:: LEESTEKST

De KSU is een van de schoolbesturen die samenwerken via het samenwerkingsverband Utrecht Leert. Onder de onderwijsorganisatie vallen 25 scholen met elk een eigen identiteit en is met zo’n 821 medewerkers een van de grotere schoolbesturen in Utrecht. Alice van Driel is werkzaam bij de KSU als projectleider zij-instroom en zij deelt graag haar visie en aanpak binnen de KSU op het gebied van zij-instroom. Het feit dat deze relatief nieuwe rol vorig jaar in het leven is geroepen binnen de organisatie, zegt veel over de visie van de scholengroep op zij-instroom. Zij-instroom wordt bij de KSU niet gezien als noodgreep of tijdelijke oplossing voor het lerarentekort, maar is volgens Alice eigenlijk een logisch gevolg van het visieplan duurzaam opleiden.

::::
:: GEGEVENSOVERZICHT

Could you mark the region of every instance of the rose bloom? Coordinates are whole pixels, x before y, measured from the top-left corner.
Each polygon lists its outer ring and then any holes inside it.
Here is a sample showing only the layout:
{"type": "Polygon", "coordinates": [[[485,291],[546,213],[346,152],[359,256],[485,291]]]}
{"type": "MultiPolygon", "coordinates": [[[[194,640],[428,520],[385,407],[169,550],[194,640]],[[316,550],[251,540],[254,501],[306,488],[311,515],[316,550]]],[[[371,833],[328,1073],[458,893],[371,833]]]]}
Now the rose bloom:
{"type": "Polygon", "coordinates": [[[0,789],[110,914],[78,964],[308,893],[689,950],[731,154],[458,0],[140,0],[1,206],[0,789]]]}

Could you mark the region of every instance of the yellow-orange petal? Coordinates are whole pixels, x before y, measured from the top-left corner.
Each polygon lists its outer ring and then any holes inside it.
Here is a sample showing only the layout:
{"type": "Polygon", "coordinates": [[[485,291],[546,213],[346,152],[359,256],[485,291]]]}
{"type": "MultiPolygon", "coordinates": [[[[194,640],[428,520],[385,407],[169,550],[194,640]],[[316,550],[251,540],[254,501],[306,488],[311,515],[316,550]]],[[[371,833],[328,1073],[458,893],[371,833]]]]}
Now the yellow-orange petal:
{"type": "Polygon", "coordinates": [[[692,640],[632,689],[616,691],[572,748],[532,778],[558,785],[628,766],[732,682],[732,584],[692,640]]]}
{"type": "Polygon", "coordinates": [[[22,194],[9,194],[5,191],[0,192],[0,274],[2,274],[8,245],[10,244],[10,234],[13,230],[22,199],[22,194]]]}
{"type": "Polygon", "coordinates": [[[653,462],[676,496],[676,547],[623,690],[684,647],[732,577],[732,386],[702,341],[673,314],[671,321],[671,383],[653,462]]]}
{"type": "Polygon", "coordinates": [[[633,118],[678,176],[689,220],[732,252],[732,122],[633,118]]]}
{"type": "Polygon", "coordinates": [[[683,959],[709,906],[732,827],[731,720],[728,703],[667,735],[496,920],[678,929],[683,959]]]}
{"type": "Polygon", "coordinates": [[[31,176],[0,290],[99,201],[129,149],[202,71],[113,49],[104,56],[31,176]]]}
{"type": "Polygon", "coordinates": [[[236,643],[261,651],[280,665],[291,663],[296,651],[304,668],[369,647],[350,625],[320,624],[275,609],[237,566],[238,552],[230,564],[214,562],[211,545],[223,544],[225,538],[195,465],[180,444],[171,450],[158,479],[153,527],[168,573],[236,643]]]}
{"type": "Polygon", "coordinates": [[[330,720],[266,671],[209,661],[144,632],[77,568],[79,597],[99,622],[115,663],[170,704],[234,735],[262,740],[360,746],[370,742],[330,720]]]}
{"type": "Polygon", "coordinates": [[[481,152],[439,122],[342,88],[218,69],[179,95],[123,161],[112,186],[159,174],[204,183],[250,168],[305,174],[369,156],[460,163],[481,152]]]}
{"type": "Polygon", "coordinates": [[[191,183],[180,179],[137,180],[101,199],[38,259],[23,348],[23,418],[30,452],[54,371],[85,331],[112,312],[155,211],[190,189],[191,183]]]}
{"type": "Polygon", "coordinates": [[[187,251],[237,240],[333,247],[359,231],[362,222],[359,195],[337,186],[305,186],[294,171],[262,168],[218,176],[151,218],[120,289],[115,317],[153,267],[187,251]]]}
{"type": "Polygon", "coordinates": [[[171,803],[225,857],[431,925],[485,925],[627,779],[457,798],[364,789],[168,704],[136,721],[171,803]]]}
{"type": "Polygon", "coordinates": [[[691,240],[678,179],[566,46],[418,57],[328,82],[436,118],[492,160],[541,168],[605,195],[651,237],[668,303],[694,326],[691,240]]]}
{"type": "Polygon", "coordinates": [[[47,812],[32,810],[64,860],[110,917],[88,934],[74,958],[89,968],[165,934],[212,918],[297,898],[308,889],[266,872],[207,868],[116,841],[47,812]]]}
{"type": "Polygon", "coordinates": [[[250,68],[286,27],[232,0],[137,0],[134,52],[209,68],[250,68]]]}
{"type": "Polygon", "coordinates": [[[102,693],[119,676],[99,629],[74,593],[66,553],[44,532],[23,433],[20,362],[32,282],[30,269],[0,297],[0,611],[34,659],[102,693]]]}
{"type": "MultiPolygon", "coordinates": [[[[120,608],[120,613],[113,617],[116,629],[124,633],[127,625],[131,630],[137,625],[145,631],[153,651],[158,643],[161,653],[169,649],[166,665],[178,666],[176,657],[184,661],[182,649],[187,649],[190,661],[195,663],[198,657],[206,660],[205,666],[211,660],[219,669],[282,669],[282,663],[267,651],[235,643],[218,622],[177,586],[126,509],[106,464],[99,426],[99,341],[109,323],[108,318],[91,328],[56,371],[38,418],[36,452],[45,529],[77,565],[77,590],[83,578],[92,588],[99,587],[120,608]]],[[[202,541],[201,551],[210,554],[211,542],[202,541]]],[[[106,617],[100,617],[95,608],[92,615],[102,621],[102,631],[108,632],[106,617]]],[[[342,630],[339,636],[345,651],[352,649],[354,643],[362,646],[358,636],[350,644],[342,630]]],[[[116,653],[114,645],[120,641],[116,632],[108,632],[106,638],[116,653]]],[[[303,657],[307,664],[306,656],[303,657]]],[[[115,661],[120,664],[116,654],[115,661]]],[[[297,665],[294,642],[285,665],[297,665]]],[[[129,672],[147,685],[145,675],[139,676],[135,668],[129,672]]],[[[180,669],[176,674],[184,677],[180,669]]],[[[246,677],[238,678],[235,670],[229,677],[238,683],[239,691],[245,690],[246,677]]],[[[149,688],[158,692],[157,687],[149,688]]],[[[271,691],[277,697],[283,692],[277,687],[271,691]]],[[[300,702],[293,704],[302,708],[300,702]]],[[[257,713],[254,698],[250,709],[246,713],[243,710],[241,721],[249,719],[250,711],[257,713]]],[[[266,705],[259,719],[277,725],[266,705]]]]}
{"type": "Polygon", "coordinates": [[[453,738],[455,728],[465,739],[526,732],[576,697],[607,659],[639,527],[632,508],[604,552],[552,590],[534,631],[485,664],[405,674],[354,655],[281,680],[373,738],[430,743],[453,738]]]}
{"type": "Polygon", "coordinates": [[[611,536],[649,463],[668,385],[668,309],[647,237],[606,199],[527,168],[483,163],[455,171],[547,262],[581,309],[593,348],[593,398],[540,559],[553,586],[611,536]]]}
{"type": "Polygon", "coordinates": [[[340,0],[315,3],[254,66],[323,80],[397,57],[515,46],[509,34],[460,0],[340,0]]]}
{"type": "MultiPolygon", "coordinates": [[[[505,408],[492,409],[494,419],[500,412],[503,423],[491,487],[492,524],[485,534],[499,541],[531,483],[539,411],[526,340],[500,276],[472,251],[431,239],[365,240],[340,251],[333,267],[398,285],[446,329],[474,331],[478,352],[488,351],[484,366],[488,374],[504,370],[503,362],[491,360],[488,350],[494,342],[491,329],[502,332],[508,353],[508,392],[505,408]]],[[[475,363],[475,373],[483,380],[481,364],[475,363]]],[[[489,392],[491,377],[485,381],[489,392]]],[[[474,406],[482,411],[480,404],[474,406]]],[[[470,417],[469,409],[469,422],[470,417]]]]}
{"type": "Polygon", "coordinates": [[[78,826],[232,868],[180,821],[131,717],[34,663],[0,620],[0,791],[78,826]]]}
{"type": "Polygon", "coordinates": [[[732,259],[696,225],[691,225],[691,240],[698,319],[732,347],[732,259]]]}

::::

__JOUW OPDRACHT__:
Beantwoord deze vragen over de leestekst in het kort:
1. Hoeveel scholen vallen onder de KSU?
2. Welke functie heeft Alice van Driel bij de KSU?
3. Van welk plan is zij-instroom volgens Alice een logisch gevolg?
Gebruik voor je antwoorden alleen de leestekst.

__SCHRIFTELIJK ANTWOORD__:
1. 25 scholen.
2. Projectleider zij-instroom.
3. Van het visieplan duurzaam opleiden.